** Work instructions **
Pull out every line in the rows below that has the word "white" in it.

** Raw records **
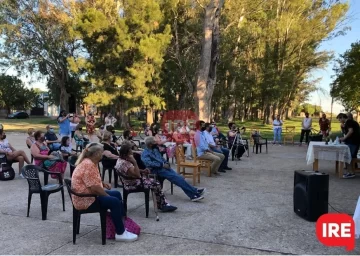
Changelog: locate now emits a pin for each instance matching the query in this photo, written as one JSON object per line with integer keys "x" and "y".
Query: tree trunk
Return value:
{"x": 209, "y": 57}
{"x": 64, "y": 96}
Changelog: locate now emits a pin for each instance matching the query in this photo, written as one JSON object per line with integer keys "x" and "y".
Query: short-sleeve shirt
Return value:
{"x": 122, "y": 166}
{"x": 5, "y": 146}
{"x": 354, "y": 139}
{"x": 50, "y": 136}
{"x": 85, "y": 175}
{"x": 64, "y": 126}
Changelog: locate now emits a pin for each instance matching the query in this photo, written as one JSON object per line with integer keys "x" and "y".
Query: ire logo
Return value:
{"x": 336, "y": 230}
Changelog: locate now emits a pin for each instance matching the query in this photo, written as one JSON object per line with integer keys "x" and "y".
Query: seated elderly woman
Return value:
{"x": 135, "y": 178}
{"x": 135, "y": 149}
{"x": 11, "y": 153}
{"x": 40, "y": 152}
{"x": 110, "y": 151}
{"x": 79, "y": 137}
{"x": 86, "y": 180}
{"x": 30, "y": 140}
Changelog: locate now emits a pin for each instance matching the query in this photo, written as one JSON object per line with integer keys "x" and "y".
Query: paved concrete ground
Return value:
{"x": 246, "y": 211}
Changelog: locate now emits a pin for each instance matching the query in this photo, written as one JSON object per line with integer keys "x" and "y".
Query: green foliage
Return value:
{"x": 14, "y": 95}
{"x": 346, "y": 86}
{"x": 125, "y": 52}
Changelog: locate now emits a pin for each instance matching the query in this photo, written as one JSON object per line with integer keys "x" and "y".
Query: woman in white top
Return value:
{"x": 277, "y": 127}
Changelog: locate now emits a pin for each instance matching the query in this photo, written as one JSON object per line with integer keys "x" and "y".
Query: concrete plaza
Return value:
{"x": 248, "y": 210}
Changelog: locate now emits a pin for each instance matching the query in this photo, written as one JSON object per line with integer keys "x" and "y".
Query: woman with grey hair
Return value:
{"x": 86, "y": 180}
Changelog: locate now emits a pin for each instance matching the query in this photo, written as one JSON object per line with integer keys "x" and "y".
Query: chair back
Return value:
{"x": 194, "y": 154}
{"x": 179, "y": 154}
{"x": 68, "y": 186}
{"x": 290, "y": 130}
{"x": 31, "y": 173}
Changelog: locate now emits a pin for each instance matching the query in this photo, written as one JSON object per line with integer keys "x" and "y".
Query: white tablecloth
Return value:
{"x": 318, "y": 150}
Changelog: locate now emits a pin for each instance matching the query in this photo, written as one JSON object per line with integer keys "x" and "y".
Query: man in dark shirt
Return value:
{"x": 351, "y": 138}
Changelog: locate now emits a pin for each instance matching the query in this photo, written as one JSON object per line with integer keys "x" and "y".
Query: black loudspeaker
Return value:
{"x": 311, "y": 194}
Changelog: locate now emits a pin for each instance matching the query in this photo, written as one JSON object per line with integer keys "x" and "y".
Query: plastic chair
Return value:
{"x": 204, "y": 164}
{"x": 32, "y": 158}
{"x": 141, "y": 189}
{"x": 181, "y": 163}
{"x": 77, "y": 213}
{"x": 108, "y": 165}
{"x": 289, "y": 134}
{"x": 31, "y": 173}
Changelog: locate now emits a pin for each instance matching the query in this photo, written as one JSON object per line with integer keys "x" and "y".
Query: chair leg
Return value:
{"x": 116, "y": 177}
{"x": 147, "y": 199}
{"x": 78, "y": 224}
{"x": 110, "y": 174}
{"x": 103, "y": 176}
{"x": 125, "y": 195}
{"x": 103, "y": 226}
{"x": 63, "y": 198}
{"x": 44, "y": 198}
{"x": 29, "y": 203}
{"x": 75, "y": 223}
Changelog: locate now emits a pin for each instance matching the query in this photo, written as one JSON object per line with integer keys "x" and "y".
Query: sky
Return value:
{"x": 338, "y": 45}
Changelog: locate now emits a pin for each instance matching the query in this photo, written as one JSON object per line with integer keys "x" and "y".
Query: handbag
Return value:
{"x": 6, "y": 171}
{"x": 130, "y": 226}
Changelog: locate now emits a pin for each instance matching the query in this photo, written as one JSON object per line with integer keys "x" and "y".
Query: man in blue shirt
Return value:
{"x": 64, "y": 124}
{"x": 218, "y": 149}
{"x": 203, "y": 150}
{"x": 154, "y": 161}
{"x": 51, "y": 139}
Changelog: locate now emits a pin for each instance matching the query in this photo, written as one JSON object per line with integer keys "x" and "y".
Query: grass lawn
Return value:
{"x": 21, "y": 125}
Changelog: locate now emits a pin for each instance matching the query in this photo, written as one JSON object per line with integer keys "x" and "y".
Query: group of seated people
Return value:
{"x": 132, "y": 163}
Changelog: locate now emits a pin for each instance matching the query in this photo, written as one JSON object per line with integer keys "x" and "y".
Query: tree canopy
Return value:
{"x": 244, "y": 59}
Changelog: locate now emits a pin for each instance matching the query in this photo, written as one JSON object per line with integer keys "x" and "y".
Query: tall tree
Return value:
{"x": 346, "y": 86}
{"x": 36, "y": 39}
{"x": 209, "y": 58}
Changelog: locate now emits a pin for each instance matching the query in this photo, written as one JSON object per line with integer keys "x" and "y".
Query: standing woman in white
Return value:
{"x": 110, "y": 120}
{"x": 277, "y": 127}
{"x": 305, "y": 128}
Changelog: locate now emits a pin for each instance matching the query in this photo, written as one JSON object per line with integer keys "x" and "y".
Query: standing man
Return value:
{"x": 203, "y": 151}
{"x": 324, "y": 125}
{"x": 64, "y": 124}
{"x": 351, "y": 139}
{"x": 305, "y": 128}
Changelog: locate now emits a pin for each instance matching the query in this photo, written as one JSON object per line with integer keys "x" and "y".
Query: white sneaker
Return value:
{"x": 126, "y": 237}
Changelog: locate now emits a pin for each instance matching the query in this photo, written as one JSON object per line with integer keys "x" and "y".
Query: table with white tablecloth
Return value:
{"x": 320, "y": 151}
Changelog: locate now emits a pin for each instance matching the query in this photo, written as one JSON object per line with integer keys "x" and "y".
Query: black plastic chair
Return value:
{"x": 259, "y": 142}
{"x": 127, "y": 192}
{"x": 72, "y": 161}
{"x": 31, "y": 173}
{"x": 77, "y": 213}
{"x": 108, "y": 165}
{"x": 32, "y": 158}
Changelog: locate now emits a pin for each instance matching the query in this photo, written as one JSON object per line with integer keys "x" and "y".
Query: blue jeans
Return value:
{"x": 178, "y": 180}
{"x": 353, "y": 150}
{"x": 277, "y": 134}
{"x": 114, "y": 203}
{"x": 225, "y": 152}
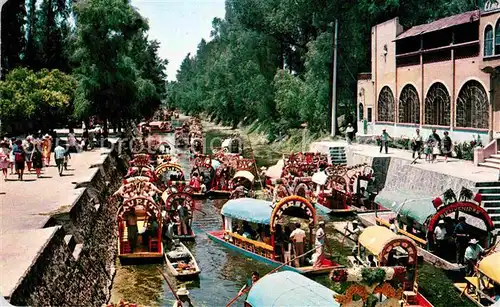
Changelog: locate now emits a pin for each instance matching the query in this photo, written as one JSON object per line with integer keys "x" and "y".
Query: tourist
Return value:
{"x": 461, "y": 234}
{"x": 19, "y": 159}
{"x": 447, "y": 146}
{"x": 37, "y": 159}
{"x": 29, "y": 148}
{"x": 417, "y": 143}
{"x": 320, "y": 244}
{"x": 46, "y": 149}
{"x": 384, "y": 140}
{"x": 255, "y": 277}
{"x": 393, "y": 227}
{"x": 440, "y": 238}
{"x": 354, "y": 233}
{"x": 132, "y": 229}
{"x": 59, "y": 153}
{"x": 72, "y": 141}
{"x": 349, "y": 133}
{"x": 298, "y": 235}
{"x": 471, "y": 255}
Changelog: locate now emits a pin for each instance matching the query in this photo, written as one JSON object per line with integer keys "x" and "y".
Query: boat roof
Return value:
{"x": 320, "y": 178}
{"x": 294, "y": 290}
{"x": 375, "y": 238}
{"x": 248, "y": 209}
{"x": 489, "y": 266}
{"x": 245, "y": 174}
{"x": 418, "y": 206}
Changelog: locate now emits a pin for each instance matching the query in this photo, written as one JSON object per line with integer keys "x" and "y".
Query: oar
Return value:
{"x": 272, "y": 271}
{"x": 170, "y": 286}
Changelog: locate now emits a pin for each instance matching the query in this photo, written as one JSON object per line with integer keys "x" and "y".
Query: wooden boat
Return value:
{"x": 389, "y": 250}
{"x": 262, "y": 212}
{"x": 181, "y": 262}
{"x": 486, "y": 279}
{"x": 294, "y": 290}
{"x": 144, "y": 208}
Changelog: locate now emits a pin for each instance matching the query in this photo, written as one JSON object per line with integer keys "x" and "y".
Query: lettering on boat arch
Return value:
{"x": 466, "y": 207}
{"x": 292, "y": 202}
{"x": 408, "y": 245}
{"x": 167, "y": 167}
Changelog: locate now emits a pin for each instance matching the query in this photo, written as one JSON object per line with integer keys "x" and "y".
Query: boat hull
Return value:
{"x": 216, "y": 237}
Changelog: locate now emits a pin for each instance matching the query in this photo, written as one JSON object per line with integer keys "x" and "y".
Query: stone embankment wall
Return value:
{"x": 396, "y": 174}
{"x": 76, "y": 267}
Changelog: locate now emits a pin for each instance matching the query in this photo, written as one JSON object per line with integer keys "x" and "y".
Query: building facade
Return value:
{"x": 442, "y": 75}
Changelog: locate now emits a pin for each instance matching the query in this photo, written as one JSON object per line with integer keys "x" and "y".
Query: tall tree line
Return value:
{"x": 271, "y": 60}
{"x": 101, "y": 45}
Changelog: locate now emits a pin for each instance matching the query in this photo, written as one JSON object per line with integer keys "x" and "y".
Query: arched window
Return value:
{"x": 497, "y": 37}
{"x": 437, "y": 105}
{"x": 472, "y": 106}
{"x": 385, "y": 106}
{"x": 488, "y": 41}
{"x": 409, "y": 105}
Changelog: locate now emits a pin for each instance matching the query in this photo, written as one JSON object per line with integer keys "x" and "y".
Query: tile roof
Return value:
{"x": 440, "y": 24}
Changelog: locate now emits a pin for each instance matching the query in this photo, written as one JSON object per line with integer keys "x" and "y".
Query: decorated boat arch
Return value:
{"x": 242, "y": 215}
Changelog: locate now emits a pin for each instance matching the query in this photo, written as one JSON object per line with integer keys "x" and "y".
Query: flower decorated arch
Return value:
{"x": 293, "y": 206}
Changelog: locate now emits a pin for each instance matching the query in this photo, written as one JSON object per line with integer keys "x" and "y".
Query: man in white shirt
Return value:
{"x": 298, "y": 236}
{"x": 439, "y": 237}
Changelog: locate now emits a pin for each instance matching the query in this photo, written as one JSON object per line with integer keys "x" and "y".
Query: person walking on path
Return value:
{"x": 384, "y": 140}
{"x": 59, "y": 153}
{"x": 298, "y": 235}
{"x": 20, "y": 159}
{"x": 447, "y": 146}
{"x": 349, "y": 132}
{"x": 417, "y": 143}
{"x": 4, "y": 158}
{"x": 37, "y": 159}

** Answer to this task **
Query: woman in white top
Query: white tablecloth
Query: standing woman in white
Query: white sneaker
Query: table with white tablecloth
Query: man in white shirt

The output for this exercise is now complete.